* **Requirement**
Return the data below unchanged, without images.
◇ ◇ ◇ ◇ ◇ ◇ ◇
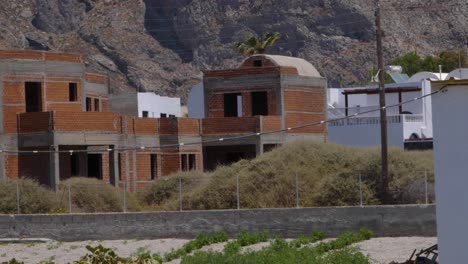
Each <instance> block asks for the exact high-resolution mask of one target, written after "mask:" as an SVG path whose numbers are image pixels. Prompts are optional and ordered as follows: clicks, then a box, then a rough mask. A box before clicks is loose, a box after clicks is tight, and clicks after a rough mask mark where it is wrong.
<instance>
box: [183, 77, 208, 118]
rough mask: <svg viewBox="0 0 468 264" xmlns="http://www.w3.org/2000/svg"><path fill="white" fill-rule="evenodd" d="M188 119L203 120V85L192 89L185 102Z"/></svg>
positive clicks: (204, 96) (190, 91)
mask: <svg viewBox="0 0 468 264" xmlns="http://www.w3.org/2000/svg"><path fill="white" fill-rule="evenodd" d="M187 107H188V117H190V118H205V95H204V90H203V83H199V84H197V85H195V86H194V87H192V89H191V90H190V94H189V97H188V101H187Z"/></svg>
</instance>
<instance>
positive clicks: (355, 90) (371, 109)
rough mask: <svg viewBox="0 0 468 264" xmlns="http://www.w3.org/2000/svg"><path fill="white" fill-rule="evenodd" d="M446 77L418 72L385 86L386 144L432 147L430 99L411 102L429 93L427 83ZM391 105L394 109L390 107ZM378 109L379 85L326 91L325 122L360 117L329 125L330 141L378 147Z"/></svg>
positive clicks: (378, 137) (429, 98) (395, 145)
mask: <svg viewBox="0 0 468 264" xmlns="http://www.w3.org/2000/svg"><path fill="white" fill-rule="evenodd" d="M446 77H447V74H444V73H431V72H420V73H417V74H415V75H413V76H412V77H411V78H409V79H407V80H403V81H402V82H400V83H393V84H386V85H385V101H386V105H387V106H388V108H387V109H386V110H387V129H388V144H389V145H391V146H395V147H399V148H404V147H405V145H406V147H408V148H414V147H416V148H431V147H432V111H431V98H430V97H425V98H424V99H421V100H416V101H414V100H413V99H414V98H419V97H422V96H424V95H427V94H429V93H430V92H431V84H430V80H439V79H440V78H442V79H444V78H446ZM406 102H407V103H406ZM398 104H401V105H398ZM392 105H395V106H394V107H390V106H392ZM378 109H379V89H378V86H368V87H356V88H340V89H335V88H330V89H328V119H335V118H342V117H345V116H353V115H354V114H356V113H358V114H359V115H358V116H356V117H351V118H348V119H343V120H337V121H333V122H331V123H329V124H328V139H329V141H330V142H333V143H337V144H344V145H350V146H366V147H367V146H376V145H380V111H379V110H378ZM373 110H374V111H373ZM362 113H364V114H362ZM415 144H416V145H415Z"/></svg>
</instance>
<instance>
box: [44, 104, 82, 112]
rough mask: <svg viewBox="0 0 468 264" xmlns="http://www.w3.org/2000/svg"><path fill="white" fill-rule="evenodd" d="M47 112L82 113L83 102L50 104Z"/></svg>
mask: <svg viewBox="0 0 468 264" xmlns="http://www.w3.org/2000/svg"><path fill="white" fill-rule="evenodd" d="M47 111H57V112H81V102H80V103H64V104H62V103H59V104H57V103H55V104H54V103H48V104H47Z"/></svg>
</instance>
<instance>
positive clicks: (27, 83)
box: [24, 82, 42, 112]
mask: <svg viewBox="0 0 468 264" xmlns="http://www.w3.org/2000/svg"><path fill="white" fill-rule="evenodd" d="M41 87H42V84H41V83H40V82H26V83H25V93H24V95H25V99H26V100H25V101H26V112H42V91H41V90H42V89H41Z"/></svg>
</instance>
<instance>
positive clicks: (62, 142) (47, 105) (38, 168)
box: [0, 51, 202, 190]
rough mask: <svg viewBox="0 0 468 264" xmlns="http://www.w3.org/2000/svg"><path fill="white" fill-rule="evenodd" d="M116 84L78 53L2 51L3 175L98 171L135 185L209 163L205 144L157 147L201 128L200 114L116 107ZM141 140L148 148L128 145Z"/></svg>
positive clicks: (88, 176)
mask: <svg viewBox="0 0 468 264" xmlns="http://www.w3.org/2000/svg"><path fill="white" fill-rule="evenodd" d="M108 83H109V80H108V79H107V77H106V76H102V75H96V74H90V73H86V72H85V70H84V65H83V61H82V58H81V56H80V55H78V54H64V53H52V52H39V51H0V100H1V101H2V107H1V109H0V135H1V138H2V140H1V150H2V152H1V153H0V171H1V172H2V173H1V175H2V177H5V176H6V177H9V178H17V177H29V178H34V179H37V180H38V181H39V182H40V183H42V184H45V185H50V186H52V187H57V184H58V183H59V182H60V180H63V179H67V178H70V177H73V176H84V177H96V178H99V179H102V180H103V181H105V182H109V183H112V184H120V185H121V186H122V185H124V184H125V183H126V186H127V188H128V189H130V190H135V189H137V188H138V187H139V186H142V185H144V184H145V183H147V182H150V181H151V180H153V179H155V178H157V177H159V176H161V175H168V174H170V173H172V172H175V171H178V170H179V169H189V168H198V169H202V164H201V148H200V147H197V146H194V147H185V148H184V147H181V148H178V149H175V150H174V149H163V150H161V149H157V148H154V149H152V148H151V147H156V146H159V145H160V144H169V143H170V144H173V143H177V142H178V141H179V139H180V138H184V137H185V135H198V134H199V127H198V126H199V123H198V120H189V119H172V118H165V119H153V118H137V117H131V116H121V115H119V113H112V112H109V101H108V95H109V87H108ZM190 138H193V137H190ZM135 146H138V147H139V146H146V147H147V149H139V150H138V151H135V150H128V151H127V150H124V149H132V148H133V149H134V148H135ZM119 149H122V151H114V150H119ZM163 164H164V165H163Z"/></svg>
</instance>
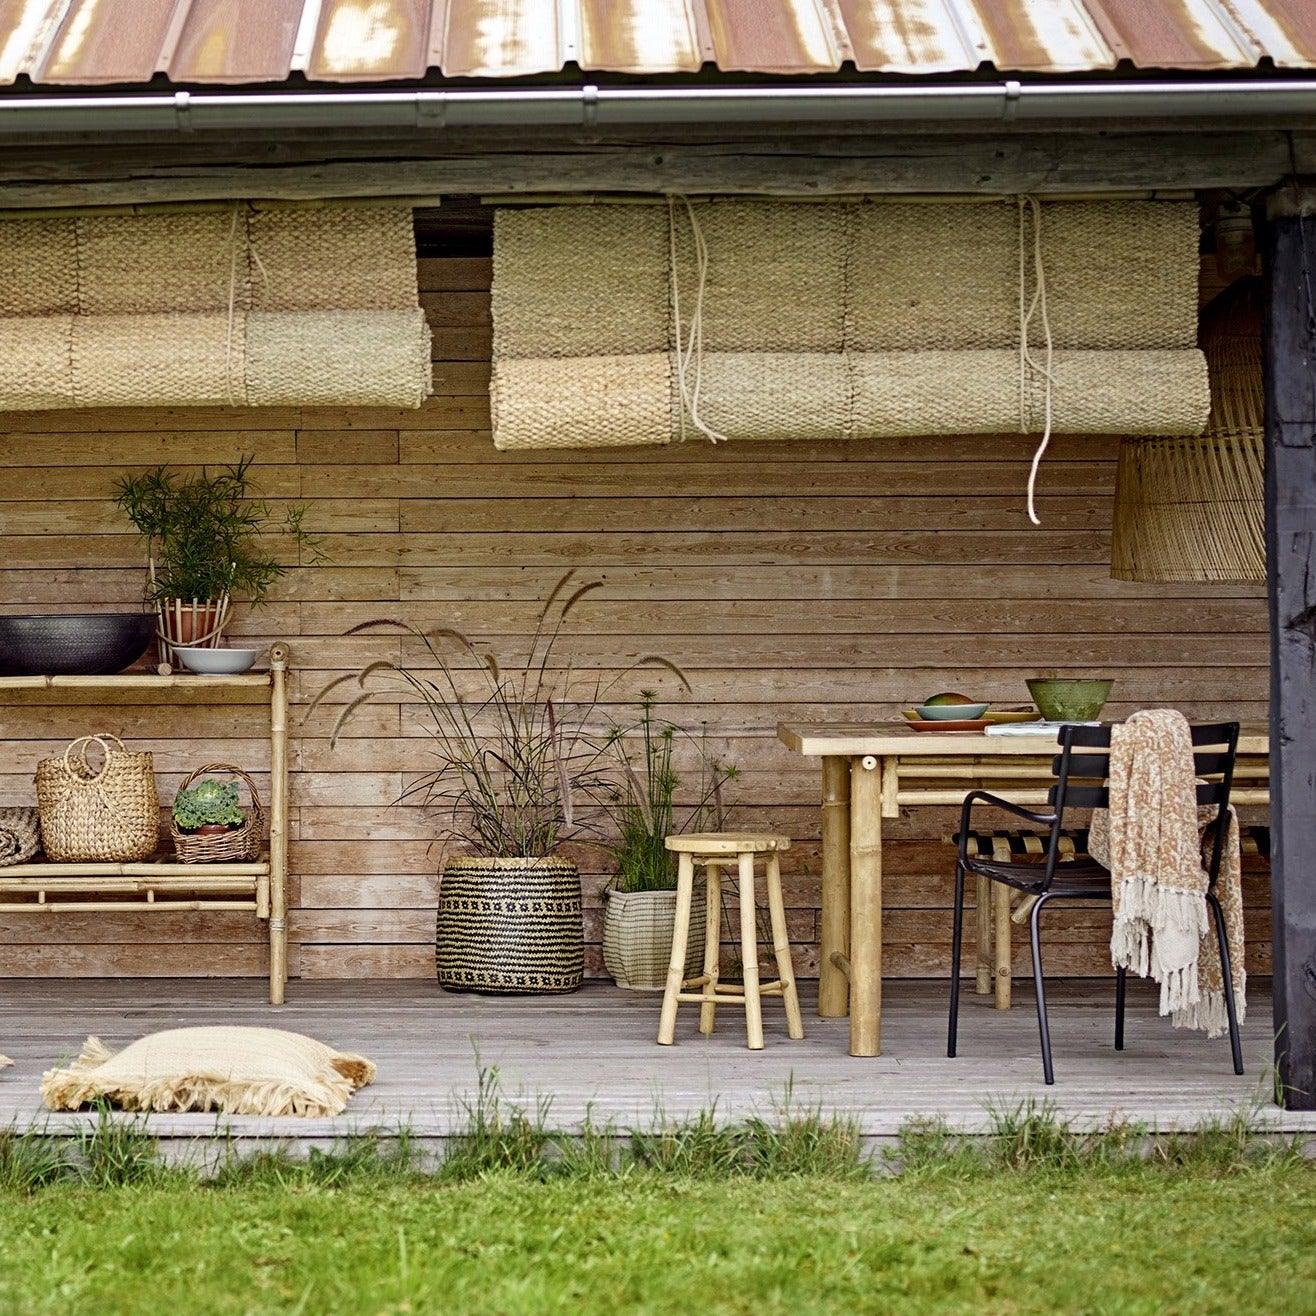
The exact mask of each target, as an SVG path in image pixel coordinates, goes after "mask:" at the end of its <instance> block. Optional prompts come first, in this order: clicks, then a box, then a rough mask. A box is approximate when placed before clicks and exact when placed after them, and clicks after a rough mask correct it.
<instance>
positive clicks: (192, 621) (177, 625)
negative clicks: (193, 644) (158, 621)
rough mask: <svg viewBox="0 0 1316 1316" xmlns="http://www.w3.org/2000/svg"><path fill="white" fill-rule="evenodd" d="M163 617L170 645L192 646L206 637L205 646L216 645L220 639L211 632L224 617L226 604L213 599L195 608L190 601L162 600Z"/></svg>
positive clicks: (205, 639)
mask: <svg viewBox="0 0 1316 1316" xmlns="http://www.w3.org/2000/svg"><path fill="white" fill-rule="evenodd" d="M161 616H162V617H163V624H164V637H166V638H167V640H168V642H170V644H174V645H192V644H196V641H197V640H200V638H201V637H203V636H204V637H207V638H205V640H204V641H203V642H204V644H208V645H215V644H217V642H218V638H220V637H218V636H212V634H211V632H212V630H215V628H216V626H217V625H218V624H220V619H221V617H222V616H224V604H222V603H221V601H220V600H217V599H212V600H207V601H205V603H197V604H196V605H195V608H193V605H192V601H191V600H190V599H183V600H175V599H162V600H161Z"/></svg>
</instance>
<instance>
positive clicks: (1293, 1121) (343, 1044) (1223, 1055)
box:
◇ ◇ ◇ ◇ ◇ ◇ ◇
* **Finished exercise**
Each <instance> block asks for the exact high-resolution mask of one target, written after "mask:" as an SVG path whose numbers are image pixels. Prompts are optional and ordered as follows: clicks, then a box, then a rough mask. A box before clicks is loose, a box after clicks is tight, and clicks after a rough mask mark where it is wrong.
<instance>
box: [183, 77, 208, 118]
rough mask: <svg viewBox="0 0 468 264" xmlns="http://www.w3.org/2000/svg"><path fill="white" fill-rule="evenodd" d="M188 119L203 120V85L192 89L185 102Z"/></svg>
positive clicks: (204, 96) (190, 91)
mask: <svg viewBox="0 0 468 264" xmlns="http://www.w3.org/2000/svg"><path fill="white" fill-rule="evenodd" d="M187 107H188V117H190V118H205V95H204V90H203V83H199V84H197V85H195V86H194V87H192V89H191V90H190V94H189V97H188V101H187Z"/></svg>
</instance>
<instance>
positive clicks: (355, 90) (371, 109)
rough mask: <svg viewBox="0 0 468 264" xmlns="http://www.w3.org/2000/svg"><path fill="white" fill-rule="evenodd" d="M446 77L418 72L385 86L386 144L432 147L430 99L411 102L429 93L427 83ZM391 105L394 109L390 107ZM378 109L379 85L326 91L325 122L360 117L329 125L330 141L378 147Z"/></svg>
positive clicks: (378, 137) (429, 98) (395, 145)
mask: <svg viewBox="0 0 468 264" xmlns="http://www.w3.org/2000/svg"><path fill="white" fill-rule="evenodd" d="M446 77H447V74H444V73H431V72H420V73H417V74H415V75H413V76H412V77H411V78H409V79H407V80H403V81H402V82H400V83H393V84H386V85H385V101H386V105H387V106H388V108H387V109H386V110H387V129H388V144H389V145H391V146H395V147H399V148H404V147H405V145H406V147H408V148H414V147H416V148H431V147H432V111H431V98H430V97H425V98H424V99H421V100H416V101H414V100H413V99H414V98H419V97H422V96H424V95H427V94H429V93H430V92H431V84H430V80H439V79H440V78H442V79H444V78H446ZM406 102H407V103H406ZM398 104H401V105H398ZM392 105H395V106H394V107H390V106H392ZM378 109H379V89H378V86H368V87H356V88H340V89H335V88H330V89H328V119H335V118H342V117H345V116H353V115H354V114H356V113H358V114H359V115H358V116H356V117H351V118H348V119H343V120H337V121H333V122H331V123H329V124H328V139H329V141H330V142H333V143H337V144H344V145H350V146H366V147H367V146H376V145H380V111H379V110H378ZM373 110H374V111H373ZM362 113H364V114H362ZM415 144H416V145H415Z"/></svg>
</instance>
<instance>
box: [44, 104, 82, 112]
rough mask: <svg viewBox="0 0 468 264" xmlns="http://www.w3.org/2000/svg"><path fill="white" fill-rule="evenodd" d="M47 112L82 113L83 102L50 104Z"/></svg>
mask: <svg viewBox="0 0 468 264" xmlns="http://www.w3.org/2000/svg"><path fill="white" fill-rule="evenodd" d="M47 111H57V112H81V102H80V103H64V104H62V103H59V104H57V103H55V104H54V103H48V104H47Z"/></svg>
</instance>
<instance>
positive clicks: (27, 83)
box: [24, 82, 42, 112]
mask: <svg viewBox="0 0 468 264" xmlns="http://www.w3.org/2000/svg"><path fill="white" fill-rule="evenodd" d="M41 87H42V84H41V83H40V82H26V83H25V93H24V95H25V99H26V100H25V101H26V112H42V91H41V90H42V89H41Z"/></svg>
</instance>
<instance>
positive clicks: (62, 142) (47, 105) (38, 168)
box: [0, 51, 202, 190]
rough mask: <svg viewBox="0 0 468 264" xmlns="http://www.w3.org/2000/svg"><path fill="white" fill-rule="evenodd" d="M116 84L78 53L2 51L3 175L98 171L135 185L209 163L205 144L157 147L201 128L200 114L116 107ZM141 140L148 148L128 145Z"/></svg>
positive clicks: (88, 176)
mask: <svg viewBox="0 0 468 264" xmlns="http://www.w3.org/2000/svg"><path fill="white" fill-rule="evenodd" d="M108 83H109V80H108V79H107V77H106V76H102V75H96V74H90V73H86V72H85V70H84V65H83V61H82V58H81V56H80V55H78V54H64V53H52V52H39V51H0V100H1V101H2V107H1V109H0V135H1V138H2V140H1V150H2V152H1V153H0V171H1V172H2V173H1V175H2V177H5V176H6V177H9V178H17V177H29V178H34V179H37V180H38V181H39V182H40V183H42V184H45V185H50V186H52V187H57V184H58V183H59V182H60V180H63V179H67V178H70V177H73V176H84V177H96V178H99V179H102V180H103V181H105V182H109V183H112V184H120V185H121V186H122V185H124V184H125V183H126V186H127V188H128V189H130V190H135V189H137V188H138V187H139V186H142V185H144V184H145V183H147V182H150V181H151V180H153V179H155V178H157V177H159V176H161V175H168V174H170V173H172V172H175V171H178V170H179V169H189V168H198V169H202V164H201V148H200V147H197V146H194V147H185V148H184V147H181V148H178V149H175V150H174V149H163V150H161V149H157V148H154V149H152V148H151V147H156V146H159V145H160V144H169V143H170V144H173V143H177V142H178V141H179V139H180V138H184V137H185V135H198V134H199V127H198V126H199V123H198V120H189V119H172V118H165V119H153V118H137V117H131V116H121V115H119V113H112V112H109V101H108V95H109V87H108ZM190 138H193V137H190ZM135 146H138V147H139V146H146V147H147V149H139V150H138V151H135V150H128V151H127V150H124V149H132V148H133V149H134V148H135ZM119 149H122V151H114V150H119ZM163 164H164V165H163Z"/></svg>
</instance>
The exact mask of each target, as an SVG path in image pixel coordinates, goes after "mask:" at the end of its <instance> block. Optional prompts come first, in this order: clicks, then a box, then a rough mask. A box is approximate when placed before clicks and exact when placed after them, and clicks after a rough mask correct it.
<instance>
positive clicks: (192, 621) (177, 625)
negative clicks: (193, 644) (158, 621)
rough mask: <svg viewBox="0 0 1316 1316" xmlns="http://www.w3.org/2000/svg"><path fill="white" fill-rule="evenodd" d="M163 617L170 645L192 646L206 637L205 646L216 645L220 639L211 632L224 617L226 604L213 599L195 608L190 601L162 600Z"/></svg>
positive clicks: (205, 639)
mask: <svg viewBox="0 0 1316 1316" xmlns="http://www.w3.org/2000/svg"><path fill="white" fill-rule="evenodd" d="M161 616H162V617H163V624H164V637H166V638H167V640H168V642H170V644H174V645H192V644H196V641H197V640H200V638H201V637H203V636H204V637H207V638H205V640H204V641H203V642H204V644H208V645H215V644H217V642H218V638H220V637H218V636H212V634H211V632H212V630H215V628H216V626H217V625H218V624H220V619H221V617H222V616H224V604H222V603H221V601H220V600H217V599H212V600H207V601H205V603H197V604H196V605H195V608H193V605H192V601H191V600H190V599H183V600H175V599H162V600H161Z"/></svg>
</instance>
<instance>
positive clicks: (1293, 1121) (343, 1044) (1223, 1055)
box:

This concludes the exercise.